=== Text provided ===
The Kunsthistorisches Museum in Vienna is one of those museums that you could visit even if there wasn’t a world-class collection of fine art housed inside of it.
The building in which this so-called “Museum of Fine Arts” is housed was one of the multiple immense projects built in the 19th century along the newly constructed Ringstrasse, the ring road that encircles the historical heart of Austria’s capital.
Equally remarkable is that an identical palatial structure is located right across the Maria-Theresien-Platz which houses the Natural History Museum, one of the most important of its kind in the world.
Most of the artworks were originally part of the immense collection of art amassed by the Habsburg rulers. In this article, you’ll discover some of the most famous artworks that you can admire at the Kunsthistorisches Museum.
1. The Art of Painting – Johannes Vermeer
- Date created: 1666-1668
- Dimensions: 120 × 100 centimeters (47 × 39 inches)
The Art of Painting is also known as “The Allegory of Painting,” a reference to the fact that Johannes Vermeer (1632-1675) depicted himself behind a screen as he was working on one of his masterpieces.
The viewer is allowed to take a look at the Baroque artist in his studio as he is working on painting one of his models. Vermeer is known for his delicate little works full of details and this work is considered to be one of his most ambitious ones.
2. Cellini Salt Cellar – Benvenuto Cellini
- Date created: 1543
- Dimensions: 26 × 33.5 centimeters (10 × 13.2 inches)
The Cellini Salt Cellar is one of the most fascinating artworks in the collection of the Kunsthistorisches Museum for several reasons. It’s the only gold sculpture by Cellini that can be positively attributed to the Mannerist artist.
=== Material ===
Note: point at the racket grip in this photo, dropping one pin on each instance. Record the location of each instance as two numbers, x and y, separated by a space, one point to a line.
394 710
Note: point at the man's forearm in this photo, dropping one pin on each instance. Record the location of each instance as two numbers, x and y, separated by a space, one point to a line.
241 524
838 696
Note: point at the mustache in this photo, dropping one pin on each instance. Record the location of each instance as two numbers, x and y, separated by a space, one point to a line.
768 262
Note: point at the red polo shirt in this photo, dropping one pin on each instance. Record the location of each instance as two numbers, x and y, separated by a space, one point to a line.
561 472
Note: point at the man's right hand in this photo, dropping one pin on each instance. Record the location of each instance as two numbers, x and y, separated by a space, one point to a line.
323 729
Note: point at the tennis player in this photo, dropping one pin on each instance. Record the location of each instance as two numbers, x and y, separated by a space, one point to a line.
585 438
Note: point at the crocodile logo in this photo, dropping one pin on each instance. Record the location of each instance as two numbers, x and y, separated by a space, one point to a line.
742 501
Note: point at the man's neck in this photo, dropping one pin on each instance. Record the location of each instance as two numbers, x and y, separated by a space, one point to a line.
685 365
===
## Exercise requirements
**1)** According to the article about the Kunsthistorisches Museum, what museum is housed in the identical building across the Maria-Theresien-Platz?
**2)** Pick up the article about the Kunsthistorisches Museum at the point where it stops, and keep writing in the same style.

## Answers for this exercise
**1)** The Natural History Museum.

**2)**
This small work of art is also far more intriguing than it initially looks as it can be described as a representation of the entire cosmos. The level of detail included by Benvenuto Cellini (1500-1571) and the fact that it was once stolen in the early 2000s make this a priceless object in the museum’s collection.
3. Susanna and the Elders – Tintoretto
- Date created: 1555-1556
- Dimensions: 146 × 194 centimeters (4.95 × 6.42 feet)
Susanna and the Elders is a painting by Tintoretto, one of the leading artists of the Venetian School of the 16th century. It depicts the popular Biblical story of Susanna being harrassed by two elderly men who subsequently accuse her of adultery.
We can see the two old men hiding behind a bush of roses before they make their move. Jacopo Robusti (1518-1594) was known for creating monumental works of art and although this work isn’t small by any means, it emphasizes the immense skills of the artist.
4. Madonna of the Meadow – Raphael
- Date created: 1505-1506
- Dimensions: 113 × 88 centimeters (44 × 35 inches)
The Madonna in the Meadow is also referred to as “Madonna del Prato” and is one of the multiple paintings by Raphael that depicts the Virgin Mary. It was produced when Raffaello Sanzio (1483-1520) was just 23 years old and shortly after the Renaissance artist arrived in Florence.
Yet another alternative name for the painting is the “Madonna del Belvedere,” a reference to the location it hung for an extended period, the Belvedere Palace in Vienna. The painting resembles “Madonna of the Goldfinch,” a painting on display at the Uffizi Gallery in Florence.
5. Children’s Games – Pieter Bruegel the Elder
- Date created: 1560
- Dimensions: 118 × 161 centimeters (46 × 63 inches)
Children’s Games was probably intended to become a series of paintings referring to the “Ages of Man,” in which this one would have been the first. The famous Flemish artist of the northern Renaissance Pieter Bruegel the Elder, never managed to complete the series.
This incredible work of art depicts at least 80 children’s games that have been positively identified. Every section of the painting is occupied by children that range in age from toddlers to adolescents, even the buildings.
6. The Feast of Venus – Peter Paul Rubens
- Date created: 1535-1536
- Dimensions: 217 × 350 centimeters (85 × 140 inches)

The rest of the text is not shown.